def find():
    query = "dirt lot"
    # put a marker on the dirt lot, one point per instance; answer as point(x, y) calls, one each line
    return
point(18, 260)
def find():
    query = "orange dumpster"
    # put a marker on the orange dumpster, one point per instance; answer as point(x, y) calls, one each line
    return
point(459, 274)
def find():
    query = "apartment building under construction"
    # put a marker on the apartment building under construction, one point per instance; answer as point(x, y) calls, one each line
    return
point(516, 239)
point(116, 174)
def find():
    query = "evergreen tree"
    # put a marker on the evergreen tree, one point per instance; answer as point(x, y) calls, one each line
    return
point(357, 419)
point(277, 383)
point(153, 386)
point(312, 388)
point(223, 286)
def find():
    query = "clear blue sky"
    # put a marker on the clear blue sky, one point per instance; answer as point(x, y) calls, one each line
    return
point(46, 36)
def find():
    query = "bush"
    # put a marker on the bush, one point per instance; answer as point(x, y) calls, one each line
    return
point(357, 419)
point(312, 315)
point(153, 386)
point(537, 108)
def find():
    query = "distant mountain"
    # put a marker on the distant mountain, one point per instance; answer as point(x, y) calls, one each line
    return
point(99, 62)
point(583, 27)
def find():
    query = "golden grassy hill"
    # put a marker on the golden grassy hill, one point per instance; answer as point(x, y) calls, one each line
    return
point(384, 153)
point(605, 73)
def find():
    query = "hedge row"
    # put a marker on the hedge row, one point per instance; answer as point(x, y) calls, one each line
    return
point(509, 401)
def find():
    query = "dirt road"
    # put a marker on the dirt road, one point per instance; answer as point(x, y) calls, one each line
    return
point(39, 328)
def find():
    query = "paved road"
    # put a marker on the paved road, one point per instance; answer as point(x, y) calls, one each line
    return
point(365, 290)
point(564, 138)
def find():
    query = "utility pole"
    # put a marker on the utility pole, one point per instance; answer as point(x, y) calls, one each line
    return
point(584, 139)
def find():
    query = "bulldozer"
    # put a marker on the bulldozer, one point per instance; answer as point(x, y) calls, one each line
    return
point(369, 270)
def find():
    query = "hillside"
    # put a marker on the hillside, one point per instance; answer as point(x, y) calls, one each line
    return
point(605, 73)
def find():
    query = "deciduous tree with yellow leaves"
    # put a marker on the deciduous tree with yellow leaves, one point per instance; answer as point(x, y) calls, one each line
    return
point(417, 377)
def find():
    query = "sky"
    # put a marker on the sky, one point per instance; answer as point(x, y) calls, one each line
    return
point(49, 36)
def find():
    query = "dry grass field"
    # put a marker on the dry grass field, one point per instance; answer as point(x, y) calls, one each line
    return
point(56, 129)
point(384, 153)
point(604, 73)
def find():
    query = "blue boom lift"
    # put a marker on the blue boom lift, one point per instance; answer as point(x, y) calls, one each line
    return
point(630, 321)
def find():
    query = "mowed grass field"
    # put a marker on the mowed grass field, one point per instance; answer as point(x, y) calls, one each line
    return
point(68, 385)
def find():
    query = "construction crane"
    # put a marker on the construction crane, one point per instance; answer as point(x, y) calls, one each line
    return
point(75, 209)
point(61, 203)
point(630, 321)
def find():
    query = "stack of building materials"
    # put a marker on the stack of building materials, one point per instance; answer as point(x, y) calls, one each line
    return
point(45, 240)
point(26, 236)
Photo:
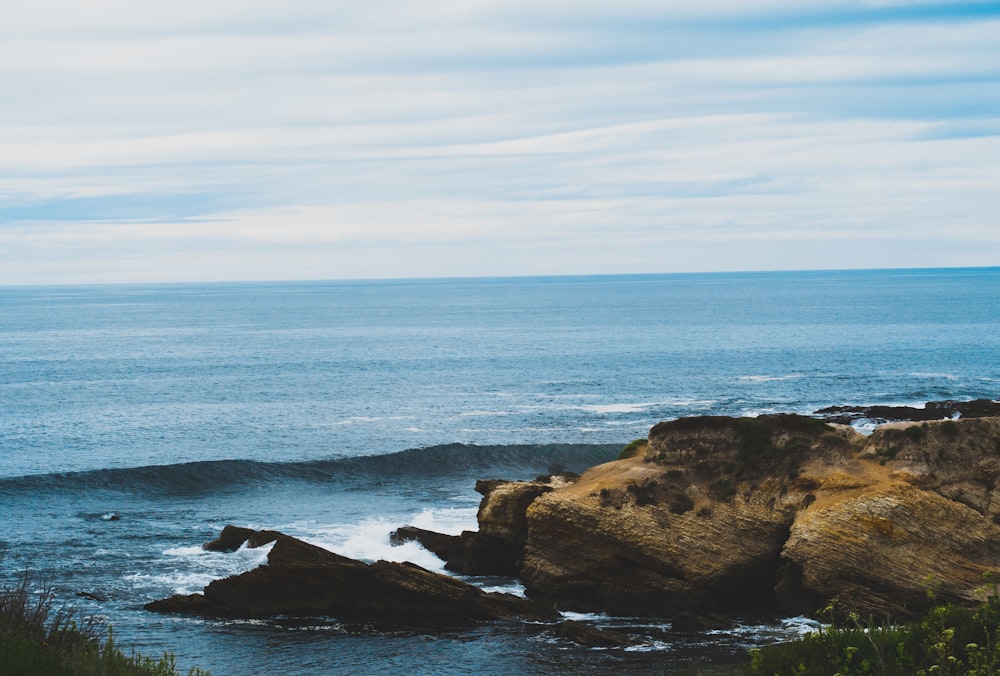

◆ ◆ ◆

What the task requires. Rescale the listing from its start up to and including the line with "point(459, 274)". Write out every line again, requests included, and multiply each point coordinate in the answers by 2.4, rounding to whole numbers with halves rounded up.

Finished task.
def find():
    query = "dirt lot"
    # put a marker on the dirt lot, one point per instance; answer as point(x, y) calls, one each line
    return
point(43, 624)
def find():
    query = "orange dumpster"
    # put a marker on the orange dumpster, one point per instance; answer as point(x, y) calls, one each line
    return
point(1102, 658)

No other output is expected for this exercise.